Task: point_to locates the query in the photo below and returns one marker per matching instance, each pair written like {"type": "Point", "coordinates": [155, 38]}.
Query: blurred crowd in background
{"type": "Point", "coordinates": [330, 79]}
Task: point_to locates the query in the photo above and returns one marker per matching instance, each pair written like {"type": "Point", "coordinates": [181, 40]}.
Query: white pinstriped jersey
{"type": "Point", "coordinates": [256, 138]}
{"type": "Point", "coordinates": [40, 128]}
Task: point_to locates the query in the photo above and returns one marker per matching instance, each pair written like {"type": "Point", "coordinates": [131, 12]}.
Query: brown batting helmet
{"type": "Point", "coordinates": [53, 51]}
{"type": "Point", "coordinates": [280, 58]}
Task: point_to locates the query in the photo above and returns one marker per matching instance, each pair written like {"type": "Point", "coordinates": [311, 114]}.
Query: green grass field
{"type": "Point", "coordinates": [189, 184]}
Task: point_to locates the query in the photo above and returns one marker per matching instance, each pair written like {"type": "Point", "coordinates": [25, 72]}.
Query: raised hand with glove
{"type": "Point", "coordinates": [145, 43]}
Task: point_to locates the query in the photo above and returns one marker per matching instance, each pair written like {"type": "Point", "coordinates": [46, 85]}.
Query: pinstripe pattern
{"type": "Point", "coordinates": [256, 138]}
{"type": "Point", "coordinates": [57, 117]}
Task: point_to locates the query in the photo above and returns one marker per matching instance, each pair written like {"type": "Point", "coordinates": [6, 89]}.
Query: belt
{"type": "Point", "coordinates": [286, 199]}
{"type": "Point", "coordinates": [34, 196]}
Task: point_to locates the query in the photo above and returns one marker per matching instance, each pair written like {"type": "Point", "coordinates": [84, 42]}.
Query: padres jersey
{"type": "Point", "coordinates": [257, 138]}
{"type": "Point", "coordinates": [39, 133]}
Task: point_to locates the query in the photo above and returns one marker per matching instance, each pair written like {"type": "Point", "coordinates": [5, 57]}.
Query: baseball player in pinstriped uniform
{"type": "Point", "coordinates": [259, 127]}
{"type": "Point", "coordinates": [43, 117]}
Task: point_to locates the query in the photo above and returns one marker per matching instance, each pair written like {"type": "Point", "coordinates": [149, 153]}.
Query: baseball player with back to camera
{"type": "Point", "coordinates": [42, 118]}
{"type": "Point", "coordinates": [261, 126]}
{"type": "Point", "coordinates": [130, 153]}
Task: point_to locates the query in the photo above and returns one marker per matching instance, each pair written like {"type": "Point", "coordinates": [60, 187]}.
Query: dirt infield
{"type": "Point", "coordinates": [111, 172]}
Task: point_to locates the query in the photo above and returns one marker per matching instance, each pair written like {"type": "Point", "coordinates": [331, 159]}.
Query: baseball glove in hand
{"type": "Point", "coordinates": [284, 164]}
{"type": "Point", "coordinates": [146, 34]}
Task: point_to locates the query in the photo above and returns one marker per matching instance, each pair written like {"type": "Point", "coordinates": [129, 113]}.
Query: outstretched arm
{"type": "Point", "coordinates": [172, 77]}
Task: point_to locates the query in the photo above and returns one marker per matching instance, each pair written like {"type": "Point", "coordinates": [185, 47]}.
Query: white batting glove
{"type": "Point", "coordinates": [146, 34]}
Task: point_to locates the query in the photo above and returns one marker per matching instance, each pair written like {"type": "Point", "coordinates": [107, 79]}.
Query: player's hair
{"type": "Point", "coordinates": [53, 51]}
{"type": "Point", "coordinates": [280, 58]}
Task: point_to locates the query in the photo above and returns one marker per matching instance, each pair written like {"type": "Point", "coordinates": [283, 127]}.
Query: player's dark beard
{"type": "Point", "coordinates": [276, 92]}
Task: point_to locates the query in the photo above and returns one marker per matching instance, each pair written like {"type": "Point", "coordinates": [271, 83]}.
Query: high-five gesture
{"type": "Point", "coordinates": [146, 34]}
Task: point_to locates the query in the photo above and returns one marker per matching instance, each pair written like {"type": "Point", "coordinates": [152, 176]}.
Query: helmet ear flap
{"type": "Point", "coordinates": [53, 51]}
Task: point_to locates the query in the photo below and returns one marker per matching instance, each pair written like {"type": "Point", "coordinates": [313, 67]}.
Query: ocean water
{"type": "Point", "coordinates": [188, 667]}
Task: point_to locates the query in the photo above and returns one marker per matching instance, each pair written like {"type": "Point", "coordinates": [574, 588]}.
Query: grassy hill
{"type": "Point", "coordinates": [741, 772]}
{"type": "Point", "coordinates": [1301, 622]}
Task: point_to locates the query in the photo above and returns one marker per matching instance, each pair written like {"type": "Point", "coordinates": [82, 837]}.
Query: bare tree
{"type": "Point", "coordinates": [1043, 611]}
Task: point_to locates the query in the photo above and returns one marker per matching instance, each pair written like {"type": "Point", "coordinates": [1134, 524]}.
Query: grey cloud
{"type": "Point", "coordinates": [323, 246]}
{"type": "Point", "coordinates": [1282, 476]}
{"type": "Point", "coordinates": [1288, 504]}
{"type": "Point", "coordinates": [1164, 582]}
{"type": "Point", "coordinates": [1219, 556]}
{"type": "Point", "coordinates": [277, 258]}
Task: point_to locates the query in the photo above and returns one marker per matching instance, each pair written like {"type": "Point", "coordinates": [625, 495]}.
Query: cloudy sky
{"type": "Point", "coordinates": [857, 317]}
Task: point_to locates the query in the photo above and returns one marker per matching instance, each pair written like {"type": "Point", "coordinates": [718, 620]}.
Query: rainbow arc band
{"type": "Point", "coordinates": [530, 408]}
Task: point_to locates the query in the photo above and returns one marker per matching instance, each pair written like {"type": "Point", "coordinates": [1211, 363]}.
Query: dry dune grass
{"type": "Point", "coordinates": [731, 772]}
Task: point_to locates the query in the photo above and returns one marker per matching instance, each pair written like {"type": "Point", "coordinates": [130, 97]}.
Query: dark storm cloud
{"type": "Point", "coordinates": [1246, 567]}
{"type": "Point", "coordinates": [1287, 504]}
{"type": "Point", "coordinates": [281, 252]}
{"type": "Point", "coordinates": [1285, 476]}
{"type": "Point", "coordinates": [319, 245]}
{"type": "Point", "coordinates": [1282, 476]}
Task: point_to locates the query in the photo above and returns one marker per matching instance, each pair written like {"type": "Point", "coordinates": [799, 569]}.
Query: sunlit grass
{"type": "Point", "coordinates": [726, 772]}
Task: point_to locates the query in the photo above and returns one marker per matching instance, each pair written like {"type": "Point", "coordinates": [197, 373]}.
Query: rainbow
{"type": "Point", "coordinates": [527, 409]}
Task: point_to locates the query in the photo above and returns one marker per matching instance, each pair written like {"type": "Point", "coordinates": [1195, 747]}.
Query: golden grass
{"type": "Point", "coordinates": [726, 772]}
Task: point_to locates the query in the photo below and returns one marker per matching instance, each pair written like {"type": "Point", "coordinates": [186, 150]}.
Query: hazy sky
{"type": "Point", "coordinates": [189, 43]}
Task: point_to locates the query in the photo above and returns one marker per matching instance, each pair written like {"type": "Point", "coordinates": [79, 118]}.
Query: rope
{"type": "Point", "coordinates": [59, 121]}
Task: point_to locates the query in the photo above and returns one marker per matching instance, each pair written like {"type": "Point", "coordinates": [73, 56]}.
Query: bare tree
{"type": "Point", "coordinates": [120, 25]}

────────────────

Lines with the word "below" in them should be copied from the preceding records.

* **RESULT**:
Task: point_to locates the query in the photo below and returns one marker per matching instance, each pair written like {"type": "Point", "coordinates": [155, 38]}.
Task: point_to locates the query in the photo below and returns one marker per matching instance, each pair written like {"type": "Point", "coordinates": [313, 67]}.
Task: point_to locates the query in the photo below and returns one marker per matching instance, each pair written like {"type": "Point", "coordinates": [186, 150]}.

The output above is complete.